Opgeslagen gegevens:

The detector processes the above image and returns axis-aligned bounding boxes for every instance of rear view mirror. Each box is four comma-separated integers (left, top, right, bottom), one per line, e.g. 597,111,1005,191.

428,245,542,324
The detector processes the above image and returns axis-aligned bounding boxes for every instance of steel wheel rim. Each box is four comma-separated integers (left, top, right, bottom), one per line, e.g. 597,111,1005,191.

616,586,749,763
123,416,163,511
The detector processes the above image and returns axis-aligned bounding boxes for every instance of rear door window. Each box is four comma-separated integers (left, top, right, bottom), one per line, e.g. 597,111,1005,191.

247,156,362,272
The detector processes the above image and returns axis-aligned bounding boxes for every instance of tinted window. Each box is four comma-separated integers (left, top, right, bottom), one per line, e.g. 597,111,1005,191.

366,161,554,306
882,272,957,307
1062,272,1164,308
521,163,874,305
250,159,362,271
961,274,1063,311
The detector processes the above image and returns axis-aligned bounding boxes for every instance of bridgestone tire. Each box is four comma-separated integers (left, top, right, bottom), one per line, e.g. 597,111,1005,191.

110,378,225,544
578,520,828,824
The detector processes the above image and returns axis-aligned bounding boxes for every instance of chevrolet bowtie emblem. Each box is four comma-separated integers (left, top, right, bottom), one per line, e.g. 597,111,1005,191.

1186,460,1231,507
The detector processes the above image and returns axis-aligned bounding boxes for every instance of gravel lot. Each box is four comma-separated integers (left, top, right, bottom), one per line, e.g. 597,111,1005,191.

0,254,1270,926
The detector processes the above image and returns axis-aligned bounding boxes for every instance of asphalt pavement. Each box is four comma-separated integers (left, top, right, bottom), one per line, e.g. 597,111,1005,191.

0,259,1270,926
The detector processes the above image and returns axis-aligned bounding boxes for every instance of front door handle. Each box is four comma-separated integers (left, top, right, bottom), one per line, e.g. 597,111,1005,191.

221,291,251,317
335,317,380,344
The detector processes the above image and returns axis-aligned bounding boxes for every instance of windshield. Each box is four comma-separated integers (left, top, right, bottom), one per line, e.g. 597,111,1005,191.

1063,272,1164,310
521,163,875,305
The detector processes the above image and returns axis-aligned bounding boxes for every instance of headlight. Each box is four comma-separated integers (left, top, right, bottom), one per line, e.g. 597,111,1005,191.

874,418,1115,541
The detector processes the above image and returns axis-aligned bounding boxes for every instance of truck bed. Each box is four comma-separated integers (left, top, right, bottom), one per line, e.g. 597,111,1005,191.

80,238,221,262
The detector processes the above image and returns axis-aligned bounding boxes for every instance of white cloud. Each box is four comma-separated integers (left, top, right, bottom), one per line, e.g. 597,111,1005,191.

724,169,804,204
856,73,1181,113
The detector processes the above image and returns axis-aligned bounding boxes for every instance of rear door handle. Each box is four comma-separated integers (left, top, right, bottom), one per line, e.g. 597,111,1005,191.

### OEFENDOEL
Zet alle records hierboven alsjeblieft om in een genummerde lijst en laat de lege regels weg.

### JUIST ANTWOORD
1. The detector processes the above image and returns axis-aligned bounding boxes for every instance of rear view mirror. Each box is four comma-separated integers (left, top, right, bottom), one per line, e.g. 597,111,1005,191.
2. 428,245,542,324
3. The detector processes the above image and returns axis-aligned bounding boxes for every instance of steel wheel rim. Each box is four comma-separated integers (left, top, right, bottom), one per line, e.g. 597,111,1005,191.
4. 616,586,749,763
5. 123,416,163,511
6. The detector processes the above image and returns axis-aligned bounding boxes for every instance of rear door window. Each box is four comma-separated integers (left, top, right, bottom), one per line, e.g. 597,111,1005,191.
7. 247,156,362,272
8. The detector processes the above image and returns axis-aligned bounding boxes for every instance of tinted window. Each box is four comma-separated integers (left, top, right, bottom), one per line, e.g. 597,111,1005,191.
9. 366,161,554,306
10. 882,272,957,307
11. 1062,272,1164,308
12. 521,163,874,305
13. 250,159,362,271
14. 961,274,1063,311
15. The detector processes the above image and returns axis-aligned bounding boxes for every instance of bridgestone tire. Each box is four comma-separated integers (left, top, right, bottom), one per line, e.g. 597,111,1005,191.
16. 110,378,225,544
17. 578,520,828,824
18. The detector processes the above image and returns axis-aligned bounding boxes for every instance of chevrolet bowtie emblem. Each box is four comma-separated integers (left, top, right, bottom), one per line, e.g. 597,111,1005,191.
19. 1186,460,1231,507
20. The detector processes the above image and returns axis-aligned bounding boxes for every instance of gravel lot. Each box is four comma-separated integers (left, top, right, bottom), one per line, e.g. 597,111,1005,191.
21. 0,254,1270,926
22. The detector processes the above image and returns axis-aligned bounding boxes for every instance of asphalt pavement. Each box is four comma-separated integers (left, top, right, bottom), one per line, e.g. 597,111,1005,191.
23. 0,259,1270,926
24. The detector processes the above image and returns axis-aligned bounding boxes for every instance of front door handle. Each box is four comma-separated integers (left, top, right, bottom), one per line, e.g. 597,111,1005,191.
25. 221,291,251,317
26. 335,317,380,344
27. The detector processes the above image and returns axis-aligned bounding boxes for every instance of windshield. Each box is four comma-separated integers (left, top, right, bottom), one per line, e.g. 597,111,1005,191.
28. 1063,272,1164,310
29. 521,163,875,305
30. The detector processes the above image and returns axis-aligned bounding boxes for every instance of headlight. Each box is four comma-separated integers (left, top, right, bottom), one per line, e.g. 597,111,1005,191.
31. 874,418,1115,541
32. The detector processes the above image and returns axis-aligned bounding boxes for every instance of truck bed. Each box is four comma-separated integers (left, top, right, bottom), one per line, e.g. 597,111,1005,191.
33. 80,238,221,262
34. The detector processes the above image and returns axis-aligned bounding boxes for every instance of white cloud. Each box is four comma-separated integers (left, top, right, bottom), one per line, e.g. 597,111,1005,191.
35. 724,169,804,204
36. 856,73,1181,113
37. The detector processes the above image and returns axis-aligned bounding boxes for every instance of rear door handle. Each box is four comma-separated integers (left, top, right, bottom), one per line, e.g. 597,111,1005,191.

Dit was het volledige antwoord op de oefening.